* TRECHO APRESENTADO *
A proposta do ministro da Saúde, Ricardo Barros, para a criação de planos de saúde mais baratos, feita durante audiência pública no Senado na última quarta-feira, reforça a dúvida – levantada desde o anúncio de sua escolha – sobre a sua real capacidade para bem gerir um dos setores mais importantes da administração federal. Embora Barros tenha se limitado a adiantar tão somente as linhas gerais da proposta, especialistas na questão reagiram prontamente e em termos duros.

Aqueles planos, com cobertura obrigatória menor – e por isso mesmo mais em conta –, atrairiam um grande número de pessoas, o que diminuiria a procura pelos serviços do Sistema Único de Saúde (SUS). Por um lado, isso aliviaria as dificuldades financeiras do SUS e, por outro, como diz Barros, “renderia mais conforto para a população que quer um plano de saúde e não pode arcar com os custos”. O plano capaz de operar essa mágica ainda vai ser elaborado por técnicos do Ministério da Saúde. Sua implementação, porém, dependerá do que pensa a respeito a Agência Nacional de Saúde Suplementar (ANS), à qual cabe a regulamentação dos planos de saúde.
Com atendimento limitado por planos baratos, os que a eles aderirem vão ter, evidentemente, de continuar recorrendo ao SUS, sendo por isso uma ilusão imaginar que tais planos ajudarão a desafogar a rede pública
Segundo o ministro, não existe ainda uma estimativa do número de pessoas que poderiam aderir aos planos atraídas pelo seu menor custo. Ele não soube explicar também se a proposta abrange os planos empresariais e individuais ou apenas um desses segmentos. Em resumo, Barros e seus assessores têm uma ideia muito vaga do que desejam, o que é incompatível com a importância do que está em jogo. É preciso bem mais que isso – como os estudos preliminares que existem exatamente para esse fim – para que tal proposta possa ser considerada seriamente.

Registros do conjunto de dados sobre a localização de objetos:
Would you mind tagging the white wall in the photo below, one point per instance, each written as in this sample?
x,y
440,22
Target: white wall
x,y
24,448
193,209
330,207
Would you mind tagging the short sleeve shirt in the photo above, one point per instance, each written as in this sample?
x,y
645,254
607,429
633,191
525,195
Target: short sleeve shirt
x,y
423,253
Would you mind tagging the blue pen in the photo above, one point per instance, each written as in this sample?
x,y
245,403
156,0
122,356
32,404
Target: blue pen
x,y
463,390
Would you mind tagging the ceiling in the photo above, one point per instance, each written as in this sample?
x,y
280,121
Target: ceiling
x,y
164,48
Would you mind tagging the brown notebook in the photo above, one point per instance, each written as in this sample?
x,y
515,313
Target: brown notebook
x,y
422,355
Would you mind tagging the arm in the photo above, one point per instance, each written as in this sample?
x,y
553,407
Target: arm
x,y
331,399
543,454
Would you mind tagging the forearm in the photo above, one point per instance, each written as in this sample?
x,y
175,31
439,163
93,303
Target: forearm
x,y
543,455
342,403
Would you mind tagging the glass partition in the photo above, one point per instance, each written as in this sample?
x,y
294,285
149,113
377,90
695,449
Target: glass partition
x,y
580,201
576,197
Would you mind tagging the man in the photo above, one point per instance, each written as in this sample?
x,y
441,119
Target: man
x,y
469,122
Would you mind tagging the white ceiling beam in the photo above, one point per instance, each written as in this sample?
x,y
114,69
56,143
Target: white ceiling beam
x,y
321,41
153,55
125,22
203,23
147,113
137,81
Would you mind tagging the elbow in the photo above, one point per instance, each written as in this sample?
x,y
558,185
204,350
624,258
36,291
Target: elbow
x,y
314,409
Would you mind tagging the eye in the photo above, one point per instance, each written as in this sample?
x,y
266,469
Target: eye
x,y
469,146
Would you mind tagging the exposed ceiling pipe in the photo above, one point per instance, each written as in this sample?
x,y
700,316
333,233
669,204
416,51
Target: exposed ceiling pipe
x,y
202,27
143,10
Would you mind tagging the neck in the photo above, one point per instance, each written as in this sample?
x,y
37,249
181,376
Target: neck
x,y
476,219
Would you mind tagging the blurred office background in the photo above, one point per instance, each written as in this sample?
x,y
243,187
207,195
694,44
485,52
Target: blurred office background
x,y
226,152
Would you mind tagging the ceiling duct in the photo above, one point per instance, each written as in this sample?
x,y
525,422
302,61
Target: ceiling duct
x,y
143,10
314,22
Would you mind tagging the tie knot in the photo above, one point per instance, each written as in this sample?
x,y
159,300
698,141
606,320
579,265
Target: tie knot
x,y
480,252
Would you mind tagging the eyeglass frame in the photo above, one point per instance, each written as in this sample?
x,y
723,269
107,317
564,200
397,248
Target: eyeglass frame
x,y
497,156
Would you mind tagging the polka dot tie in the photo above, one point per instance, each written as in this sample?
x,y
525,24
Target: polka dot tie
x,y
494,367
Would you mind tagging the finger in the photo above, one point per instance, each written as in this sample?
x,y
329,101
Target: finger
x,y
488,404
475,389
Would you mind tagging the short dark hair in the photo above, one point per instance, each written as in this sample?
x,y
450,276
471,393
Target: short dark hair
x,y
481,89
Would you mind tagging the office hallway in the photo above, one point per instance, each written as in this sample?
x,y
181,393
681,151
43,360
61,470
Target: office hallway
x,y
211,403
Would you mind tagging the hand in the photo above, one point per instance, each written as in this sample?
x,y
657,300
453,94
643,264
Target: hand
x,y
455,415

* INSTRUÇÕES DO EXERCÍCIO *
Quais instituições públicas são citadas pelo nome no texto sobre os planos de saúde mais baratos? Liste todas, na ordem em que aparecem.

* RESPOSTA DA TAREFA *
- Senado
- Sistema Único de Saúde (SUS)
- Ministério da Saúde
- Agência Nacional de Saúde Suplementar (ANS)